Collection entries
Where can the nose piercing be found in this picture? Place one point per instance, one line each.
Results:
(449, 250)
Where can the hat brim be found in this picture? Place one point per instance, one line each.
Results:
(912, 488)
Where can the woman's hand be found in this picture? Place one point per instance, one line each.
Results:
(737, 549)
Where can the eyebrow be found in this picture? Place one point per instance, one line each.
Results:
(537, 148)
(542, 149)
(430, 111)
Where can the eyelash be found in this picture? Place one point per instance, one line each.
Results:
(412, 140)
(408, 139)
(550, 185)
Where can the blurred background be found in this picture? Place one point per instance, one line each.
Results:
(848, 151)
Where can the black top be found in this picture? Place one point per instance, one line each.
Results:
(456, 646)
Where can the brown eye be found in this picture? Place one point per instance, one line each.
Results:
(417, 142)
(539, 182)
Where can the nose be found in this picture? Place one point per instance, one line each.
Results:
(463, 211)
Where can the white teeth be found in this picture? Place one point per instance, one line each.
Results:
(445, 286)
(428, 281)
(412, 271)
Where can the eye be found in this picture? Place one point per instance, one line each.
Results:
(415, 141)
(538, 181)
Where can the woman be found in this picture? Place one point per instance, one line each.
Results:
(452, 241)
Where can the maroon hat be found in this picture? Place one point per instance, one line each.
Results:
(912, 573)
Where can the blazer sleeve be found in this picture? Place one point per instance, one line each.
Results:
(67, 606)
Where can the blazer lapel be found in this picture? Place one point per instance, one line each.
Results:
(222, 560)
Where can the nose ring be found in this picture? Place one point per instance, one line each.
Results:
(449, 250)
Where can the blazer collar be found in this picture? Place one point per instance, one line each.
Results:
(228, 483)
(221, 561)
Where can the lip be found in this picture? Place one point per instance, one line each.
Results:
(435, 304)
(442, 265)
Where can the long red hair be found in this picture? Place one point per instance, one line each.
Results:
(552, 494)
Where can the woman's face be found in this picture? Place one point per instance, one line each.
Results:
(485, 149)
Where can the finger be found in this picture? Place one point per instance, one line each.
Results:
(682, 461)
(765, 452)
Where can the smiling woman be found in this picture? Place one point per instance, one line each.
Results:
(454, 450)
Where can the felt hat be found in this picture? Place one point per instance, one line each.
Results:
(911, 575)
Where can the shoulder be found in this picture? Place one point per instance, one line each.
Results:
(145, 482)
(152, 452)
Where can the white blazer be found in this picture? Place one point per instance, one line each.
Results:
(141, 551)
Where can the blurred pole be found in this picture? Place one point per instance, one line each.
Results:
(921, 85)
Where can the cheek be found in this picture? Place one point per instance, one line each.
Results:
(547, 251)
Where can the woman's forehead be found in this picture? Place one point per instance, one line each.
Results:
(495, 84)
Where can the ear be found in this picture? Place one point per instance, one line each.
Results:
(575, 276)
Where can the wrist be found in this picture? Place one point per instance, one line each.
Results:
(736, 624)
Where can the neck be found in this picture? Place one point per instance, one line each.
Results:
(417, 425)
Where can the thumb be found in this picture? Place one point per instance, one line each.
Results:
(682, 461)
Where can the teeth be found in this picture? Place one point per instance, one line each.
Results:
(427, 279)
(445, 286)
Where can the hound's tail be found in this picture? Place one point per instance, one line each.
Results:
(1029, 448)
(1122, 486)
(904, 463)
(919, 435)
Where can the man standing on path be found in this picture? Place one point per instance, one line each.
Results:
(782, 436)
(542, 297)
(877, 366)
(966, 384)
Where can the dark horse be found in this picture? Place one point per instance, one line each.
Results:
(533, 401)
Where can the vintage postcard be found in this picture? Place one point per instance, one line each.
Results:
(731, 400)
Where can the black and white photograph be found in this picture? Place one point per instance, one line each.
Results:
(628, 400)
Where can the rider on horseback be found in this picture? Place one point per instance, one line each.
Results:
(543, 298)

> YOUR TASK
Your task is to reproduce, exactly and exclusively, the lines from the one holding "Where can the hound's" through the final line of the listing.

> FULL OUTPUT
Where can the hound's tail be found in this picture? Place one point per instance, one line each.
Results:
(1029, 448)
(1122, 486)
(904, 463)
(919, 435)
Where can the man standing on path be found in this picture? Place one point per instance, one line each.
Results:
(782, 436)
(542, 297)
(877, 366)
(966, 384)
Where can the dark horse be found in this picture? Place one point per instance, one line each.
Results:
(533, 401)
Where can the vintage postcard be found in this picture? Place one point per instance, one line each.
Results:
(731, 400)
Where can the black and white photograph be found in this picture? Place one point per instance, one line each.
Results:
(628, 400)
Where can the rider on horseback be found in this picture? Place one point per instance, one line each.
Results:
(543, 298)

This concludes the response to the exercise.